* [TASK BRIEF] Your task is to copy the stretch of lines in the records below that begins with the line containing "orange jacket --coords pixels" and ends with the line containing "tread --coords pixels", exactly as written, with nothing added.

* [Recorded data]

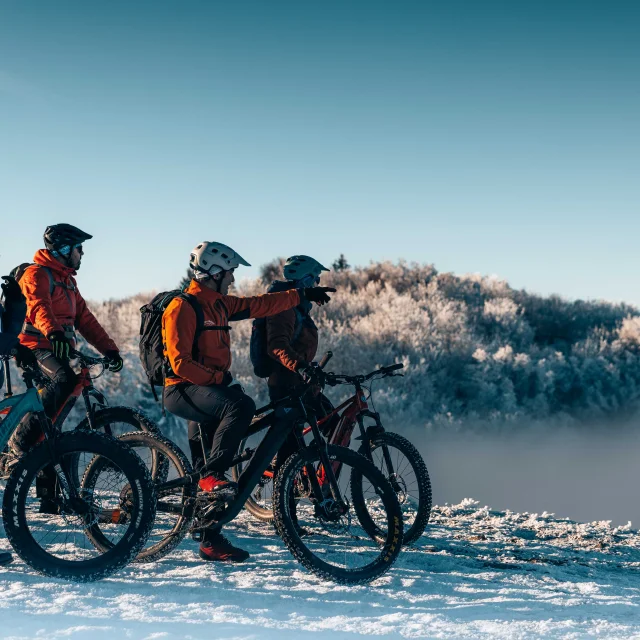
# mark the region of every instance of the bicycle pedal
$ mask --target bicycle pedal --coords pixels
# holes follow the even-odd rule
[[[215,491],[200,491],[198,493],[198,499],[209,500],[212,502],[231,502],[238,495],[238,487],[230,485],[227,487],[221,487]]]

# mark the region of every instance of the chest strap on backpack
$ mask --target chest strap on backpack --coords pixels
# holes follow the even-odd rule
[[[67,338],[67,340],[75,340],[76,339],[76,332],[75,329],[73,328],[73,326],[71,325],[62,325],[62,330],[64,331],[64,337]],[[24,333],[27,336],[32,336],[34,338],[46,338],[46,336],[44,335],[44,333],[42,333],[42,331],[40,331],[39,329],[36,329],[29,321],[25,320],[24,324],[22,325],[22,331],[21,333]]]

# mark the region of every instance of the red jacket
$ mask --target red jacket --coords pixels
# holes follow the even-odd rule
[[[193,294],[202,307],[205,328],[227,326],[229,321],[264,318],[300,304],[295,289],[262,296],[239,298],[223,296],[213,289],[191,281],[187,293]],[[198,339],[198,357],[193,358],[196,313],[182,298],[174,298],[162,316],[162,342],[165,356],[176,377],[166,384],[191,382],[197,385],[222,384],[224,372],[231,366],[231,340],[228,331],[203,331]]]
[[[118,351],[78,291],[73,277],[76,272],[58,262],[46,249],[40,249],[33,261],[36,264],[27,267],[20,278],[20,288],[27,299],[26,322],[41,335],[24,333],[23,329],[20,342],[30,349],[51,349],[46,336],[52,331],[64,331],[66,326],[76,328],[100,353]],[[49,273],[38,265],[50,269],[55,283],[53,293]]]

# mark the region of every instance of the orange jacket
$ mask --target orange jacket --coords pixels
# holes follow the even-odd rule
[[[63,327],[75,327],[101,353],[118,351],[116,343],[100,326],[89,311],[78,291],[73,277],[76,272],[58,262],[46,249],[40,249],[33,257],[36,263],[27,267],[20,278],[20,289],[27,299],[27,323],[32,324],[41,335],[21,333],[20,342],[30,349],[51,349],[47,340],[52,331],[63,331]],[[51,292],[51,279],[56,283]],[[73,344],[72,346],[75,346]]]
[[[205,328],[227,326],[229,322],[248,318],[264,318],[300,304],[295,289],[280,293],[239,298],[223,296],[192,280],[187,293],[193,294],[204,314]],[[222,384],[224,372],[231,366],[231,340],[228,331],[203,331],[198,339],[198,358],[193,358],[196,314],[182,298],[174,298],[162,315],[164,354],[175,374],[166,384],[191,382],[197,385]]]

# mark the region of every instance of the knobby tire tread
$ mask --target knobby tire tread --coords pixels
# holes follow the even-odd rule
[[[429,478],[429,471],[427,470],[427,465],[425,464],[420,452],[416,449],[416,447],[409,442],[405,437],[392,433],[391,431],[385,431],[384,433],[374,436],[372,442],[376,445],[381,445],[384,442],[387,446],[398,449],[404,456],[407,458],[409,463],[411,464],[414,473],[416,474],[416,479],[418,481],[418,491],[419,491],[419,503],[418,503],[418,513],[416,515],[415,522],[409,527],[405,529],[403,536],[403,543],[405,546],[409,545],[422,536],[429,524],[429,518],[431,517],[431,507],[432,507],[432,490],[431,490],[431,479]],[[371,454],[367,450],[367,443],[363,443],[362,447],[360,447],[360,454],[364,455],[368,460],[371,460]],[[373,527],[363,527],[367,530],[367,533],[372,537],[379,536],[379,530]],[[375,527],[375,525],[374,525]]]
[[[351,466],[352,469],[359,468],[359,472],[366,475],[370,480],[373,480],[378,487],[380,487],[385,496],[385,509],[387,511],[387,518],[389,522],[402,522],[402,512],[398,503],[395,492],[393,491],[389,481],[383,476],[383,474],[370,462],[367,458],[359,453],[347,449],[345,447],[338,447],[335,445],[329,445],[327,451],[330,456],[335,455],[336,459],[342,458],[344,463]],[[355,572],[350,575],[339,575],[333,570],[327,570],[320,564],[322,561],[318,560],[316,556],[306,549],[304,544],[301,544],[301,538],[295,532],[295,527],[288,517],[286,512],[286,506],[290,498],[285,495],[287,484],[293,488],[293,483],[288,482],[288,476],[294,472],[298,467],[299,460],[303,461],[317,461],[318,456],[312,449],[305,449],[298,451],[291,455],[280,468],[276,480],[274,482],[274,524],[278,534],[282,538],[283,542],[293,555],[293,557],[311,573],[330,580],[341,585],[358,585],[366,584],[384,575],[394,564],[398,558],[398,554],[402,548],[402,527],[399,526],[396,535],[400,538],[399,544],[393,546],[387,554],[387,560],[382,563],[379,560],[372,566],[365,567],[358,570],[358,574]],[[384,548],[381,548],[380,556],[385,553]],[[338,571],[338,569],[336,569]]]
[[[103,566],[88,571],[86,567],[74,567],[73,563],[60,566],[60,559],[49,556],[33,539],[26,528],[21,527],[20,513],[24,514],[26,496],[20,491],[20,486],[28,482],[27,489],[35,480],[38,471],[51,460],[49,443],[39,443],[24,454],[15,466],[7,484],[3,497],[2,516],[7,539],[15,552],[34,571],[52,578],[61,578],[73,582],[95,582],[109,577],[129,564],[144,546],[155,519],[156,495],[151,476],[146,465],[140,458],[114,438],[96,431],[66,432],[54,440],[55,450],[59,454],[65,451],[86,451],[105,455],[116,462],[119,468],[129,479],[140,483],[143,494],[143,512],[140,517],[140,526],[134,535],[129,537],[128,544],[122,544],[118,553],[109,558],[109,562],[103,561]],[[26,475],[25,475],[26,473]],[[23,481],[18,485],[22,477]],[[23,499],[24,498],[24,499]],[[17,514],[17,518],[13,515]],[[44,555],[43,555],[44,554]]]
==
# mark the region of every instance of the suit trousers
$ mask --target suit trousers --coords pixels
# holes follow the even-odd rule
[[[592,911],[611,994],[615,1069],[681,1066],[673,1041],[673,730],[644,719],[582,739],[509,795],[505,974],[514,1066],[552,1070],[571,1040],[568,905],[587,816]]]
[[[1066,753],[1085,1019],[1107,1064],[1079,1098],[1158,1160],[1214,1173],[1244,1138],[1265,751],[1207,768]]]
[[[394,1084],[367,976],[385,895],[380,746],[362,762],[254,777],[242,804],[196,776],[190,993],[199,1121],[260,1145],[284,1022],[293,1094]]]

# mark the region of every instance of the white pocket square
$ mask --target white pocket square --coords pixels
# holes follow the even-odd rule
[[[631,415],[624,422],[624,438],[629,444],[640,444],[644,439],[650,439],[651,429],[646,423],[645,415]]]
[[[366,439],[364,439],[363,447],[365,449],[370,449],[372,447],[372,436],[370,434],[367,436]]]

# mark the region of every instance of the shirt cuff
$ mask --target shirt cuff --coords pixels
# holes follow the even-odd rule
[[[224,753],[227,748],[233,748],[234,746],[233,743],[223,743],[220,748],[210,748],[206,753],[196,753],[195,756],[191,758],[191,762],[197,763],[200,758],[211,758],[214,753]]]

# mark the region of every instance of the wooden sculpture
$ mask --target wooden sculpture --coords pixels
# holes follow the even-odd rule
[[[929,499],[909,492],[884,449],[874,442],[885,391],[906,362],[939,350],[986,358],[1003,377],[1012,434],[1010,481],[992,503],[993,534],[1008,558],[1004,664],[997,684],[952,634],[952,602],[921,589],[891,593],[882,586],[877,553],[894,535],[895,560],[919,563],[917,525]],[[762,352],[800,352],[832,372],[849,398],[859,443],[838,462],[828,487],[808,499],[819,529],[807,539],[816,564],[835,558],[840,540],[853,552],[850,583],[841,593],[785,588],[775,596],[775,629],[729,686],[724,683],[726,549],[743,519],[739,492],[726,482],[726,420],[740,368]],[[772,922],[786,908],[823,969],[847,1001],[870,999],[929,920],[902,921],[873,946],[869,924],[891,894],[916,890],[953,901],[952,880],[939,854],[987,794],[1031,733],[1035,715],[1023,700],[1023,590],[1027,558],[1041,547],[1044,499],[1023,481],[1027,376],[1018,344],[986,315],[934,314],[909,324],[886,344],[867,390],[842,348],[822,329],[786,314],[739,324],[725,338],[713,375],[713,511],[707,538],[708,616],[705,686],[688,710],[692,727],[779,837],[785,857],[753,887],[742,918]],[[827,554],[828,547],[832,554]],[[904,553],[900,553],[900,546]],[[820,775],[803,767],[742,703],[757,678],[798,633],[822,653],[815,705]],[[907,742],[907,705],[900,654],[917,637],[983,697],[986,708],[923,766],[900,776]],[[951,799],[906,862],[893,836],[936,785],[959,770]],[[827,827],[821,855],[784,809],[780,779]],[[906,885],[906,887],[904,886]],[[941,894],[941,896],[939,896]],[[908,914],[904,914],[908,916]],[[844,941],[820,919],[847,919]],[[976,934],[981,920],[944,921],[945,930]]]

* [ANSWER BOX]
$ mask --target orange jacket --coords pixels
# holes follow the even-odd rule
[[[63,327],[75,327],[101,353],[118,351],[116,343],[100,326],[89,311],[78,291],[73,277],[76,272],[58,262],[46,249],[40,249],[33,257],[36,263],[27,267],[20,278],[20,289],[27,299],[27,323],[32,324],[41,335],[21,333],[20,342],[30,349],[51,349],[47,340],[52,331],[63,331]],[[51,292],[51,279],[56,283]],[[73,344],[72,346],[75,346]]]
[[[205,328],[227,326],[229,322],[248,318],[264,318],[300,304],[295,289],[280,293],[239,298],[223,296],[192,280],[187,293],[193,294],[204,314]],[[222,384],[224,372],[231,366],[231,340],[228,331],[203,331],[198,339],[198,358],[193,358],[196,314],[182,298],[174,298],[162,315],[164,354],[175,374],[166,384],[191,382],[197,385]]]

# mark the region of every instance of the knobby tire tread
$ mask --target knobby tire tread --coords pixels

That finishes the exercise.